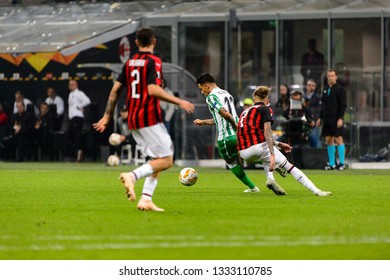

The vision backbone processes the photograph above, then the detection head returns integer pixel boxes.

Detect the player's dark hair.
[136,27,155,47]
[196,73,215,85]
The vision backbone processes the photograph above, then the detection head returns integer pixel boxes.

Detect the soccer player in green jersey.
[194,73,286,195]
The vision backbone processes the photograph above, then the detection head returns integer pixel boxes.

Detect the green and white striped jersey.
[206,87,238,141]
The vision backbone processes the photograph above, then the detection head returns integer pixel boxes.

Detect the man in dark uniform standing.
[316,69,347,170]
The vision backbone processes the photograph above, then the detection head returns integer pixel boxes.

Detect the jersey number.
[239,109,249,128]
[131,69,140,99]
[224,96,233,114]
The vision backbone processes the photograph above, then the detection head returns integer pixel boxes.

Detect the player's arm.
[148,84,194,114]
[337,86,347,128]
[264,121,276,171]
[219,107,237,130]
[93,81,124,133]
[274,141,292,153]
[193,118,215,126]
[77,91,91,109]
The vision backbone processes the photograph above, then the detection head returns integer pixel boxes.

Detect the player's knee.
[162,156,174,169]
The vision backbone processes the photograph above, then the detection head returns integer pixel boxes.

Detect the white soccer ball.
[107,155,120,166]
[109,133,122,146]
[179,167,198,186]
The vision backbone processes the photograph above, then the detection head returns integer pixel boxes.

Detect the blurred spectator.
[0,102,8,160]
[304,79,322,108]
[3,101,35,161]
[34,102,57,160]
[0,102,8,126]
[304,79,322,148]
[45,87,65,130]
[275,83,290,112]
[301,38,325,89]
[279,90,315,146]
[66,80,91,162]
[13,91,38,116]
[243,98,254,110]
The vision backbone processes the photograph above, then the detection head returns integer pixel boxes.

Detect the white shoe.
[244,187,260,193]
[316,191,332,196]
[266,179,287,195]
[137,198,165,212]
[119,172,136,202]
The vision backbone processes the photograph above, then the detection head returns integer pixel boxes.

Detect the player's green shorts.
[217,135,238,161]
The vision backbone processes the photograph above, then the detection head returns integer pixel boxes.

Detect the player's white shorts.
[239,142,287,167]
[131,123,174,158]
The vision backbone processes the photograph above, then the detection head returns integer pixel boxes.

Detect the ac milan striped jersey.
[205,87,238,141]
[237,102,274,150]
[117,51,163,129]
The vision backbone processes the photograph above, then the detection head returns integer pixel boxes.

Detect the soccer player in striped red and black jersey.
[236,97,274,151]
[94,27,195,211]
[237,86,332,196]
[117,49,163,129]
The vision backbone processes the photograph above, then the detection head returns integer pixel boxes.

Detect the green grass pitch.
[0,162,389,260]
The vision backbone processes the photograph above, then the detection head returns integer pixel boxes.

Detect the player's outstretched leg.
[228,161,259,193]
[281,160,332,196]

---*---

__TO DO__: Lines from the one containing "Detect the soccer player in striped" through the final line of the entries above are to be output exactly; omit all others.

__ANSWER BOX__:
Detect the soccer player in striped red and black jersey.
[236,97,274,151]
[94,27,195,211]
[237,86,332,196]
[117,49,163,129]
The vision backbone processes the photograph above, then the detection head returns integer pixel boxes.

Detect the green grass pitch.
[0,162,389,260]
The vision backbone processes the photograph above, then the detection head returns integer pixel boxes.

Detect the player's outstretched leg.
[228,161,259,193]
[281,160,332,196]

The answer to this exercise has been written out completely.